* _Extract to read_
Do you ever think of the number of “first” you have seen in your lifetime? The recent flight of the space shuttle made me think of that.

 

We who lived much of the 20th century entered a world where most of the transportation was either horse drawn or horseback as it had been for thousands of years. We were separated from other lands by weeks of sailboat travel. Then someone came along with an unproven novelty called a horseless carriage. As the engines were improved, wings were added by two Wright boys and they had a machine that defied gravity and stayed in the air about 12 seconds and sailed 120. Man had joined the birds.

 

All of the tilling of the soil was by beast or man power since the beginning of time; then the tractor appeared. Now some crops are sown and then dusted and treated for insects and weeds by airplanes. Herbicides came and replaced the hoe. The heavy cotton sack was replaced by a cotton picking machine.

 

Man left the birds and flew to the moon and back. The space shuttle accomplishment proved that we could have space stations floating in space and they could be serviced and used for many purposes. We saw the first computers which made such flights possible. In school, we sang “O Columbia the Gem of the Ocean”, now we sing it as the gem of space.

* _Material supplied_
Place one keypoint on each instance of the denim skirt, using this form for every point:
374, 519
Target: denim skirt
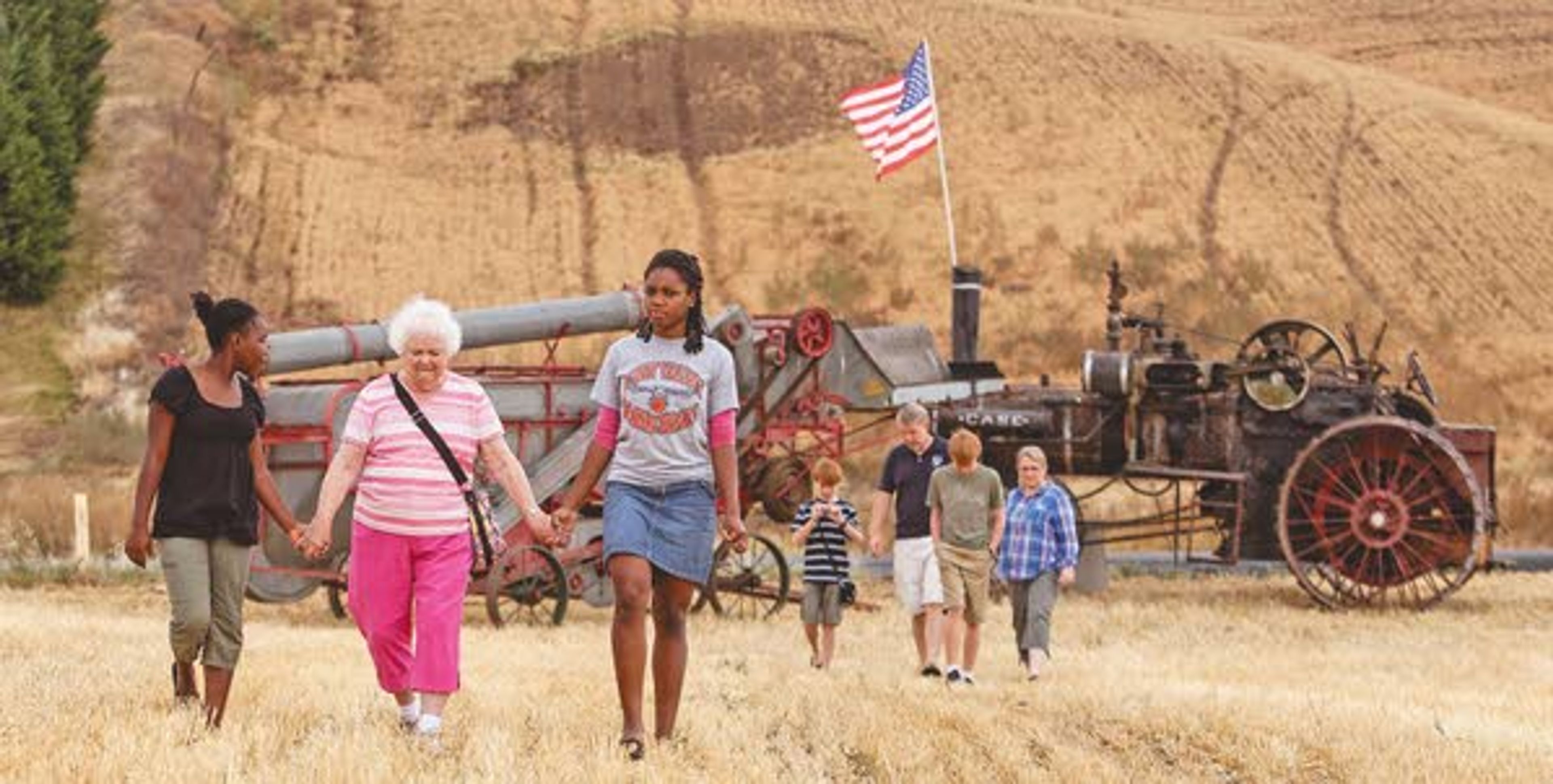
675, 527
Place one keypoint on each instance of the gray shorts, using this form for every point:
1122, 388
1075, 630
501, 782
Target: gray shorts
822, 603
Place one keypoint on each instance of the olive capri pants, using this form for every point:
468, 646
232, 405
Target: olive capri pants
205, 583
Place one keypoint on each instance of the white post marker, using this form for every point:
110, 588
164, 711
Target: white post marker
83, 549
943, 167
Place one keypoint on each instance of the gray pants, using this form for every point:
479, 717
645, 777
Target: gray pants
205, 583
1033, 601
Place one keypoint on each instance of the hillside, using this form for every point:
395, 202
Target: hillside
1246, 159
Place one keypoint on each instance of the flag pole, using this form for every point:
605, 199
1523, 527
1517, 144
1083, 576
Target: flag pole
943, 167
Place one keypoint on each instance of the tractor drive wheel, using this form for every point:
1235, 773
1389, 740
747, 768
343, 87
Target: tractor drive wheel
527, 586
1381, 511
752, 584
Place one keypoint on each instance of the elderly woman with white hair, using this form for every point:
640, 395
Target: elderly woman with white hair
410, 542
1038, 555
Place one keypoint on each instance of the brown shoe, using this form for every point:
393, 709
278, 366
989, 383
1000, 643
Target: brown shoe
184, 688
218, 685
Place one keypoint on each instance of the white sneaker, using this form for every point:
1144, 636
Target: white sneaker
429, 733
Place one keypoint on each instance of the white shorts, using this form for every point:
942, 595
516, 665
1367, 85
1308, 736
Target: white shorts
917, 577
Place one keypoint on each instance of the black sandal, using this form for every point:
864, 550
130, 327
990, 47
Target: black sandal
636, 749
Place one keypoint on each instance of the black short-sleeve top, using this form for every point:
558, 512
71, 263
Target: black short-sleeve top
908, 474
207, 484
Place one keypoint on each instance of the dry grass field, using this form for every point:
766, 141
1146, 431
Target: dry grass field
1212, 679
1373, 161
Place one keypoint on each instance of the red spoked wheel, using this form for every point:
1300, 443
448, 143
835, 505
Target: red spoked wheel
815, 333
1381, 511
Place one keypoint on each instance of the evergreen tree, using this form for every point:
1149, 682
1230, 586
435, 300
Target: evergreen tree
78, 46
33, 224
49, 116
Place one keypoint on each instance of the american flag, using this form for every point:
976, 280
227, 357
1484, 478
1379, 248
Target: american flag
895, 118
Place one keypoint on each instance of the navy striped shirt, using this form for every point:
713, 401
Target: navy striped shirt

* _Tasks and exercises_
**A.** In the passage on lifetime firsts, what replaced the heavy cotton sack?
**B.** Reproduce the passage on lifetime firsts word for word from "Man left the" to "gem of space.".
You won't need the material for this work.

* _Expected outputs_
**A.** A cotton picking machine.

**B.**
Man left the birds and flew to the moon and back. The space shuttle accomplishment proved that we could have space stations floating in space and they could be serviced and used for many purposes. We saw the first computers which made such flights possible. In school, we sang “O Columbia the Gem of the Ocean”, now we sing it as the gem of space.